> _PROBLEMS AND TASKS_:
1 - According to the passage on the art of Mali, what functions and roles does African art assume?
2 - For each statement, say whether the passage on the art of Mali agrees with it, and quote the deciding words. (a) African artistic traditions date back thousands of years. (b) Richard Woodward writes that works of African art were made only to display their artistic forms. (c) Woodward says these objects were never used in daily life.
3 - Carry on the passage on the art of Mali, starting right after its final sentence.

> _SOURCE PASSAGE_:

§

The Art of Mali
African art is as vibrant and diverse as the cultures that produce it. With artistic traditions that date back thousands of years, including sculpture, textiles, pottery, jewelry, furniture, architecture, and more, African art is a vital component of African life. It assumes a variety of functions and roles: social, political, economic, religious, historical, and therapeutic.
In his book, (see Resources: Books and Articles) curator Richard Woodward writes that works of African art were not made solely for the display of their artistic forms. "Indeed, they were meant for show, but as symbols of authority or moral lessons, being used or worn in special events and settings, on altars and in shrines, in civil and religious ceremonies, in masquerades and festivals, and sometimes in daily life. These objects are instruments for communicating with spirits, for signifying a person's status in the community, for resolving conflicts, and for passing wisdom and traditions on to succeeding generations."

§

> _RECORDS SUPPLIED_:
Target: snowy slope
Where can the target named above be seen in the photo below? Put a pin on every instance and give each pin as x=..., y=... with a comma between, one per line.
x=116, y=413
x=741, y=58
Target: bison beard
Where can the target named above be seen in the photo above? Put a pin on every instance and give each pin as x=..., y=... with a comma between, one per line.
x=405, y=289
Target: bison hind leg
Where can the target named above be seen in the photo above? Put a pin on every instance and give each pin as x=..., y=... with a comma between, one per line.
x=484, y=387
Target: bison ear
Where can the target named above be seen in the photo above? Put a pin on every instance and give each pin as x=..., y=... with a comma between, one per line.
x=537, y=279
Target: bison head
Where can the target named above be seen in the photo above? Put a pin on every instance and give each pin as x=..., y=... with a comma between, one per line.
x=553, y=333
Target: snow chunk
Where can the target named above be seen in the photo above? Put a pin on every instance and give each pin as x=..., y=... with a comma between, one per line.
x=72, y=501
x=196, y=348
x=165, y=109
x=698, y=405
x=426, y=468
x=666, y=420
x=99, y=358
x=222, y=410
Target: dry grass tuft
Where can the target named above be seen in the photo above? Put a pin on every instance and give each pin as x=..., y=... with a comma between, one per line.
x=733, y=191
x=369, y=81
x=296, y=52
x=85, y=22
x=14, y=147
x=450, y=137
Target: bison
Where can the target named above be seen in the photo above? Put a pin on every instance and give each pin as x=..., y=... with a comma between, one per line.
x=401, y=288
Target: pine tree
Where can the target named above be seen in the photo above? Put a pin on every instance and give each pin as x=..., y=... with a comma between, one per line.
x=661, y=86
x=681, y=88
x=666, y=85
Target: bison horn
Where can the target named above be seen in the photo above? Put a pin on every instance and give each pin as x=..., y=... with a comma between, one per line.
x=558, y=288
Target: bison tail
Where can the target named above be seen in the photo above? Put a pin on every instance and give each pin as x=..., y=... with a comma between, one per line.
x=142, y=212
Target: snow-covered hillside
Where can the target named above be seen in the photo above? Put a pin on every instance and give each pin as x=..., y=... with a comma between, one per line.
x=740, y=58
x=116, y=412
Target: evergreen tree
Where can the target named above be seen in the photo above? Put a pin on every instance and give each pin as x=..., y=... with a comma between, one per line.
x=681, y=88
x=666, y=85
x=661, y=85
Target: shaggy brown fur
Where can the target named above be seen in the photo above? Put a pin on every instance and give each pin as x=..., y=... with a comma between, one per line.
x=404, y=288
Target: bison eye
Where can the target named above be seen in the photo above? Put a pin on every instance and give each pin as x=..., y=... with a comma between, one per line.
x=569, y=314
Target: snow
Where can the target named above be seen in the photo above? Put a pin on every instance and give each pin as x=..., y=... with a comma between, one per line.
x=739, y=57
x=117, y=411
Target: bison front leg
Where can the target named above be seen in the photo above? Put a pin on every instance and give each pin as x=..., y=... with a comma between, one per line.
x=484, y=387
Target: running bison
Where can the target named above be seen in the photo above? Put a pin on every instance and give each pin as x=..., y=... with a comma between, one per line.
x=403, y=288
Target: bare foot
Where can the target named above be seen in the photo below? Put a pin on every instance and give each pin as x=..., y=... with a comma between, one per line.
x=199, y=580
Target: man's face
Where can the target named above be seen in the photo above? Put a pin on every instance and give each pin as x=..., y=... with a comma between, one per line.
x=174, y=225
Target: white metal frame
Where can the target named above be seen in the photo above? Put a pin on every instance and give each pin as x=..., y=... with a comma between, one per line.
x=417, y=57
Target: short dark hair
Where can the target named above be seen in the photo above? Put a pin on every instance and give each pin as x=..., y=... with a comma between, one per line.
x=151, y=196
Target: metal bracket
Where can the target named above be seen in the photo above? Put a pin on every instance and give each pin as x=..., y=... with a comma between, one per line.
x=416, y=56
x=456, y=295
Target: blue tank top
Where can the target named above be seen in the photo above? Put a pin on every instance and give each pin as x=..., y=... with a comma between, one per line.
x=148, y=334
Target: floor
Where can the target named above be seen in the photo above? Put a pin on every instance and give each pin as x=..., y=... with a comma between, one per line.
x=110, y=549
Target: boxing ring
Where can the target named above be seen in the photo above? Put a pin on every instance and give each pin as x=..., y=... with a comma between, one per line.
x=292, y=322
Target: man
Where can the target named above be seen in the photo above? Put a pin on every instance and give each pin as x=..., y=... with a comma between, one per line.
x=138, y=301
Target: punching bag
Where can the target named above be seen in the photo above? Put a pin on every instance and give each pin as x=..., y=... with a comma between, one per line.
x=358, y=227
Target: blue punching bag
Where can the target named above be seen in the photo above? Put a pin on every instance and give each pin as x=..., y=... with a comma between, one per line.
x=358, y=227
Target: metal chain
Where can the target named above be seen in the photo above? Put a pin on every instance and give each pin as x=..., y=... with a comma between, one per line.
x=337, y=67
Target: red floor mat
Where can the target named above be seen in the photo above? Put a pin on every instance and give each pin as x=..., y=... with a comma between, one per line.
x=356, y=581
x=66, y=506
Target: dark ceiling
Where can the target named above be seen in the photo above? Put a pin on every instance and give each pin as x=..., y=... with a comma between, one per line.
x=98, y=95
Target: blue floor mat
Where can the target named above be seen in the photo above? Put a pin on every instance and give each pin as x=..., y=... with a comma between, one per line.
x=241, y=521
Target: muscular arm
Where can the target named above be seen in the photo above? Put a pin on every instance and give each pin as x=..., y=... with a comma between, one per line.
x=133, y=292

§

> _RESULTS OF THE EXERCISE_:
1 - Social, political, economic, religious, historical, and therapeutic.

2 -
(a) Yes: "With artistic traditions that date back thousands of years"
(b) No: "were not made solely for the display of their artistic forms"
(c) No: "and sometimes in daily life"

3 -
Works of art created within Mali's cultural groups have long been esteemed internationally, and objects from the Dogon, the Bambara, the Fulani and other Malian peoples are treasured collections in museums throughout the world. The Virginia Museum of Fine Arts is fortunate to have outstanding examples of art from Mali on display in its permanent collection exhibition, Spirit of the Motherland.
The ancient empire of Mali was rich with different art forms, as is the country today. Traditionally art was practical and had day-to-day meaning linked to religion, health, village harmony, and successful agriculture.
Textiles in West Africa are typically colorful and patterned. Some are made by beating designs cut on calabash stamps onto the cloth. Wedding blankets, the blue indigo cloth of the Tuareg, and tie-dyed cloth are seen throughout Mali, as is the famous mud cloth made especially in Djenné, in which traditional or abstract designs are painted onto sheets of rough cloth using various types of soil for color, the process being done almost entirely by women.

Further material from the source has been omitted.